-- Text to read --
▽

Often called “the bible of existentialism”, this dense 650-page book was the extraordinary distillation of everything his monumental intellect had read, written, considered, experienced and discussed for more than twenty years. Today it is part of the canon of Western philosophy.
Most philosophical analysis of Sartre’s existentialism has centred and continues to centre around Being and Nothingness. At the heart of Sartre’s philosophy are four closely related phenomena: consciousness, freedom, bad faith and authenticity. Being and Nothingness deals with the first three and promises a future work “on the ethical plane”. Authenticity is central to Sartre’s ethics. Sartre never completed a book on ethics but he says enough on authenticity elsewhere for his position to be clear. Importantly, Sartre’s view of authenticity makes sense only in light of his view of bad faith, his view of bad faith only in light of his view of freedom and his view of freedom only in light of his view of consciousness.
Sartre’s question in Being and Nothingness is the same as that of his major influences, Hegel, Husserl and Heidegger: what is consciousness? What is the nature of a being that has and is a relationship to the world, that is an awareness or consciousness of the world and which acts upon the world? Sartre’s answer is that the only kind of being that can exist in this way is one that is, in itself, nothing; a being that is a negation, non-being or nothingness.
Following Husserl, Sartre argues that consciousness is always consciousness of something. Consciousness is not a thing in its own right but entirely a relationship to the world it is conscious of. This is the theory of intentionality. Consciousness always intends its object and is never merely a set of brain states. Expectation is expectation of something, desire is desire for something and so on. Sartre refers to consciousness as being-for-itself in order to highlight the fact that it does not exist in its own right, as the world (or “being-in-itself”) does, but must constantly achieve its borrowed being for itself by being consciousness of being-in-itself.

△

Part of a data file
▽

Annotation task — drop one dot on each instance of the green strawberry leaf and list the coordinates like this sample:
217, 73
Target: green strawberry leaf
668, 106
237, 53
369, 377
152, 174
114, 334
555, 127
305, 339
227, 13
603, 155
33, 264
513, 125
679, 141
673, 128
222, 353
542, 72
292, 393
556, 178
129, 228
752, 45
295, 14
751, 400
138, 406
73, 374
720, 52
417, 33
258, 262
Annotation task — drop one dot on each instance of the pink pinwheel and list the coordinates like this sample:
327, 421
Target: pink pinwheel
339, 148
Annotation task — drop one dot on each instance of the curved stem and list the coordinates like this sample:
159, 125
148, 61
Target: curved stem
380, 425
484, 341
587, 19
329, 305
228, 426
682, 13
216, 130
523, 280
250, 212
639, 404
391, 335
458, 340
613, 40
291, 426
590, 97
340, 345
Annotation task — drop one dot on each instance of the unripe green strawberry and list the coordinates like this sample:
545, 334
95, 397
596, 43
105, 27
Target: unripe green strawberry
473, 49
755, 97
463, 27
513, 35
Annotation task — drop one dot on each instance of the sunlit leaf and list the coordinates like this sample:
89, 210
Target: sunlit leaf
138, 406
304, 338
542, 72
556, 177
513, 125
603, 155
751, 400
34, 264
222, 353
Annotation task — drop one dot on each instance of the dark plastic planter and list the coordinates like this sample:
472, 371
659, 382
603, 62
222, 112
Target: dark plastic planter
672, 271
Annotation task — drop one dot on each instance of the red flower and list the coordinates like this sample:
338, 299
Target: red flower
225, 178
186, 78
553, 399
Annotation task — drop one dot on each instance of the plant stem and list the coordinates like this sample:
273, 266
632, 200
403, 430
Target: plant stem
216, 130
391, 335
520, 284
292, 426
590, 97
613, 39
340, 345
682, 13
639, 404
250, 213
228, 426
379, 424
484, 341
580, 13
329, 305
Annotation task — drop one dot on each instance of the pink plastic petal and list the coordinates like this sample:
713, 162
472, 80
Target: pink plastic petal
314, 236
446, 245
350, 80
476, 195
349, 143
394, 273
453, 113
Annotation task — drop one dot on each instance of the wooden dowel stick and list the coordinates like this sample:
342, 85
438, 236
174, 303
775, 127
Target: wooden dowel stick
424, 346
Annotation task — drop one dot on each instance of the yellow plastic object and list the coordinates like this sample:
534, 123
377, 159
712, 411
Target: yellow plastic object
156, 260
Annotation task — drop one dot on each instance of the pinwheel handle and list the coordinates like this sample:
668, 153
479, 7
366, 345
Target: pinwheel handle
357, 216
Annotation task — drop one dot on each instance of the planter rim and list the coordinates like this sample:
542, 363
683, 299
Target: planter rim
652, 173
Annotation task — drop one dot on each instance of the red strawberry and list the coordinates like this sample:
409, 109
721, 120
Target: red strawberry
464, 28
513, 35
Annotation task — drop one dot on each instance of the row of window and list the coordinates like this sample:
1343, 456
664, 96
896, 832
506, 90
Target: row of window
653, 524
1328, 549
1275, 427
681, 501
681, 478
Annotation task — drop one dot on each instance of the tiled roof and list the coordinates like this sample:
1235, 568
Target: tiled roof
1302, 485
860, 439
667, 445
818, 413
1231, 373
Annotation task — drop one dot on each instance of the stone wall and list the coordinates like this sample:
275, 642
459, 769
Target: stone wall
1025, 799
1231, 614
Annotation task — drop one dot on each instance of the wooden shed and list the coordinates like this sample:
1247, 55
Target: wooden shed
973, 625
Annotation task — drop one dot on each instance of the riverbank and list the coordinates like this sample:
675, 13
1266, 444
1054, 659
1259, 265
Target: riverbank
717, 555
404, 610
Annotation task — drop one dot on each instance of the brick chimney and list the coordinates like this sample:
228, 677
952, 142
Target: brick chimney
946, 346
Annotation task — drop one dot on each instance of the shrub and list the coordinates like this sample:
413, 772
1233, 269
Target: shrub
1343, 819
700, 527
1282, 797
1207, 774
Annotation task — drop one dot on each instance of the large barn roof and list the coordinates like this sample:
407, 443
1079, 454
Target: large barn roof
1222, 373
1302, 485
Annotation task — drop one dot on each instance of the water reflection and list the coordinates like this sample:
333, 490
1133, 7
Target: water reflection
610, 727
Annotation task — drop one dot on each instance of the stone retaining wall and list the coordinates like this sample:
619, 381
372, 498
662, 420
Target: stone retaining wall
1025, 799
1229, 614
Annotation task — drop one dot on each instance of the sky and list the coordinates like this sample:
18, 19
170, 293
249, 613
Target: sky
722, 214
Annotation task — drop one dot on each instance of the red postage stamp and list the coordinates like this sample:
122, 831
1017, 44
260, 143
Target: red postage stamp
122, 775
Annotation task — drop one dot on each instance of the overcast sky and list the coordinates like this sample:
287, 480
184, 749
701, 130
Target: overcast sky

△

-- Exercise tasks --
1. According to the text on Sartre, which four closely related phenomena lie at the heart of his philosophy?
2. In the records, switch "Target" to "Label" in everything from the line containing "of the brick" down to the end of the records, leaving all else unchanged. Give back only those lines.

-- Responses per task --
1. Consciousness, freedom, bad faith and authenticity.

2.
Annotation task — drop one dot on each instance of the brick chimney and list the coordinates like this sample:
228, 677
952, 142
Label: brick chimney
946, 346
Annotation task — drop one dot on each instance of the shrub and list the coordinates like this sample:
413, 772
1233, 269
Label: shrub
1343, 819
700, 527
1282, 797
1207, 774
Annotation task — drop one dot on each instance of the large barn roof and list the coordinates like this sample:
407, 443
1079, 454
Label: large barn roof
1222, 373
1302, 485
Annotation task — drop one dot on each instance of the water reflection and list the coordinates like this sample:
333, 490
1133, 7
Label: water reflection
610, 727
Annotation task — drop one dot on each instance of the stone retaining wall and list the coordinates like this sample:
619, 381
372, 498
662, 420
Label: stone retaining wall
1025, 799
1229, 614
Annotation task — drop one dot on each instance of the sky and list the coordinates like this sample:
18, 19
170, 293
249, 613
Label: sky
722, 214
Annotation task — drop one dot on each instance of the red postage stamp and list the coordinates like this sample:
122, 831
1017, 44
260, 143
Label: red postage stamp
122, 775
Annotation task — drop one dot on each instance of the overcast sky and list the coordinates like this sample:
287, 480
184, 749
701, 130
Label: overcast sky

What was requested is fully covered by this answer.